--- BEGIN ---

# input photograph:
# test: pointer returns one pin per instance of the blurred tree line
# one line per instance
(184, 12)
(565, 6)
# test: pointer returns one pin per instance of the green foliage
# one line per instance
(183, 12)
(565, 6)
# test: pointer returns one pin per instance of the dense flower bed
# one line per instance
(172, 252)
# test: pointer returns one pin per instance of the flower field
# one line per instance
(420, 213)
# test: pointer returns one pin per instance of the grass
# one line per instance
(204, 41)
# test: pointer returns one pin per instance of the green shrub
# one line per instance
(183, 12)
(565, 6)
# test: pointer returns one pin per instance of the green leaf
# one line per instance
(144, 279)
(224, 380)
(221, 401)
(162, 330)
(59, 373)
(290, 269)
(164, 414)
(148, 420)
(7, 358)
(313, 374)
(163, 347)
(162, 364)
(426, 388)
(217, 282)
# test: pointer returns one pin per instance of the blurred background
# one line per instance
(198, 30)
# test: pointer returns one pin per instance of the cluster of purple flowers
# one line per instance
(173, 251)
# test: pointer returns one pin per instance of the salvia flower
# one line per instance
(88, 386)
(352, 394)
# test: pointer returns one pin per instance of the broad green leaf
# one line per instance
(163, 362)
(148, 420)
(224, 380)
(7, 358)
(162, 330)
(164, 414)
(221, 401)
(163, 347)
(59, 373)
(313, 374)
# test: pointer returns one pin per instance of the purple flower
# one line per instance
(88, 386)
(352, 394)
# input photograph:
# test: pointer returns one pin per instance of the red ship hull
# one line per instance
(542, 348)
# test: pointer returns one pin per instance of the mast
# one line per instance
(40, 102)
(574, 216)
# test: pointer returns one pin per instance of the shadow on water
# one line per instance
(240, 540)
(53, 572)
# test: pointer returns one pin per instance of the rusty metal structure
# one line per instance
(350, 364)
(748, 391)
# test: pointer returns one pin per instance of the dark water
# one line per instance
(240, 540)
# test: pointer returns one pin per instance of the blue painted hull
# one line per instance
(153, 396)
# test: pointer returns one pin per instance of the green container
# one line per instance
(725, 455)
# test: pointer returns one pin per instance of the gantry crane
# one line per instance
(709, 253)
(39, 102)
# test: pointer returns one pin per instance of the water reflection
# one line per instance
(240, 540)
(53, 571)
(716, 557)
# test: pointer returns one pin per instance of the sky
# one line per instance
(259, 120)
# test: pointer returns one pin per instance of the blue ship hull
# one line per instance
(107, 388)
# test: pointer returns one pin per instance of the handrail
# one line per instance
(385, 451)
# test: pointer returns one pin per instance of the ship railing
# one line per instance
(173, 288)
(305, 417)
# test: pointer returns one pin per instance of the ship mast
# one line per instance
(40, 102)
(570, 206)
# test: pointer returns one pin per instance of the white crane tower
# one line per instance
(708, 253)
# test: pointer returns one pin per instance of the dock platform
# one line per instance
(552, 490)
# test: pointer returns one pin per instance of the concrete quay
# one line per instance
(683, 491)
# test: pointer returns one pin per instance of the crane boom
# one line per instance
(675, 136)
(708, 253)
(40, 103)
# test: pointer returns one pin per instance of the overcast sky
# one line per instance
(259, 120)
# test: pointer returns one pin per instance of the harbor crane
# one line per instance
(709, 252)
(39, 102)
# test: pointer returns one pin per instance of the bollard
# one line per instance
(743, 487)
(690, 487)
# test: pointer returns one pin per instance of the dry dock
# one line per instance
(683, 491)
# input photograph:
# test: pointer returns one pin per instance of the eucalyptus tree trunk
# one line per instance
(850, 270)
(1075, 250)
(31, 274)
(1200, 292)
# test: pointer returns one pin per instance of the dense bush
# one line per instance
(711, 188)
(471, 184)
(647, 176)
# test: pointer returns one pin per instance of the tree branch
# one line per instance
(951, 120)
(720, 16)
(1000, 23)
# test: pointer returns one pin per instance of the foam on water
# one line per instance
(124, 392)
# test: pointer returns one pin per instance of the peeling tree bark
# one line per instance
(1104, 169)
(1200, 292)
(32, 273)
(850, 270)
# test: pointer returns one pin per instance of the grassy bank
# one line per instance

--- END ---

Turn every row above into a numbered list, leaving out any blank lines.

__Result for this exercise__.
1. # input photograph:
2. # test: pointer returns one pin per instance of the blurred tree line
3. # one line per instance
4. (184, 12)
5. (565, 6)
6. # test: pointer returns one pin per instance of the green foliage
7. # one line per instance
8. (183, 12)
9. (565, 6)
10. # test: pointer returns one pin per instance of the dense flower bed
11. # one line per instance
12. (172, 252)
13. # test: pointer returns one pin per instance of the flower field
14. # one line per instance
15. (420, 213)
16. # test: pointer returns one pin per instance of the grass
17. # one line per instance
18. (204, 41)
19. # test: pointer returns one pin per instance of the green shrub
20. # one line per instance
21. (183, 12)
22. (565, 6)
23. # test: pointer returns one pin per instance of the green leaf
24. # one line per instance
25. (144, 279)
26. (224, 380)
27. (221, 401)
28. (162, 330)
29. (59, 373)
30. (290, 269)
31. (164, 414)
32. (148, 420)
33. (7, 358)
34. (313, 374)
35. (163, 347)
36. (162, 364)
37. (426, 388)
38. (217, 282)
39. # test: pointer returns one pin per instance of the blurred background
40. # one line per instance
41. (198, 30)
42. # test: pointer returns one pin per instance of the cluster of purple flowers
43. # one line per instance
44. (173, 251)
45. # test: pointer returns one pin per instance of the salvia flower
46. # one line per instance
47. (88, 386)
48. (352, 394)
49. # test: pointer returns one pin per instance of the broad green leaf
50. # one line per instance
51. (163, 362)
52. (148, 420)
53. (224, 380)
54. (7, 358)
55. (162, 330)
56. (164, 414)
57. (221, 401)
58. (163, 347)
59. (59, 373)
60. (313, 374)
61. # test: pointer returns one pin per instance of the purple flower
62. # one line per instance
63. (88, 386)
64. (352, 394)
65. # input photograph:
66. # test: pointer returns one pin per instance of the red ship hull
67. # one line per instance
68. (542, 348)
69. # test: pointer returns one pin per instance of the mast
70. # one line per instance
71. (40, 102)
72. (574, 216)
73. # test: pointer returns one pin per instance of the shadow on water
74. # one line per instance
75. (240, 540)
76. (53, 572)
77. # test: pointer returns one pin per instance of the rusty metal structure
78. # one line per instance
79. (350, 364)
80. (748, 391)
81. # test: pointer returns one pin per instance of the dark water
82. # one line per instance
83. (240, 540)
84. # test: pointer returns one pin per instance of the blue painted hull
85. # one line per instance
86. (153, 396)
87. # test: pointer returns one pin per instance of the green container
88. # one line per instance
89. (725, 455)
90. # test: pointer returns one pin per instance of the gantry crane
91. # one line per instance
92. (709, 253)
93. (39, 102)
94. # test: pointer returns one pin per instance of the water reflection
95. # one line per instance
96. (240, 540)
97. (53, 571)
98. (716, 557)
99. # test: pointer returns one pin per instance of the sky
100. # one line per instance
101. (259, 120)
102. # test: pointer returns one pin per instance of the blue ship hull
103. # one line per instance
104. (107, 388)
105. # test: pointer returns one pin per instance of the handrail
106. # one line per instance
107. (385, 451)
108. # test: pointer returns one pin per instance of the ship railing
109. # one line per instance
110. (173, 288)
111. (305, 417)
112. # test: pointer returns one pin per instance of the ship mast
113. # one line per instance
114. (40, 102)
115. (570, 206)
116. # test: pointer returns one pin per instance of the white crane tower
117. # one line per instance
118. (708, 253)
119. # test: pointer returns one pin per instance of the dock platform
120. # one line per instance
121. (552, 490)
122. # test: pointer returns one pin per instance of the concrete quay
123. # one line per instance
124. (683, 491)
125. # test: pointer returns one pin per instance of the crane boom
126. # one line per instance
127. (675, 136)
128. (708, 253)
129. (40, 103)
130. # test: pointer returns one pin per instance of the overcast sky
131. # one line per instance
132. (259, 120)
133. # test: pointer returns one pin per instance of the harbor crane
134. # one line per instance
135. (709, 252)
136. (39, 102)
137. # test: pointer returns one pin per instance of the bollard
138. # one line per instance
139. (743, 487)
140. (690, 487)
141. # test: pointer returns one pin per instance of the dry dock
142. # one line per instance
143. (683, 491)
144. # input photograph:
145. # test: pointer returns one pin per instance of the eucalyptus tree trunk
146. # one line per instance
147. (850, 270)
148. (1075, 250)
149. (31, 274)
150. (1200, 292)
151. # test: pointer returns one pin per instance of the dense bush
152. # one line per instance
153. (711, 188)
154. (471, 184)
155. (647, 176)
156. # test: pointer returns one pin per instance of the tree branch
157. # one line per instance
158. (951, 120)
159. (720, 16)
160. (1000, 23)
161. # test: pointer returns one pin per instance of the foam on water
162. # one line per instance
163. (124, 392)
164. # test: pointer returns one pin per instance of the peeling tree bark
165. # one line per instance
166. (1104, 169)
167. (1200, 292)
168. (32, 273)
169. (850, 270)
170. # test: pointer returns one pin per instance of the grassy bank
171. # one line per instance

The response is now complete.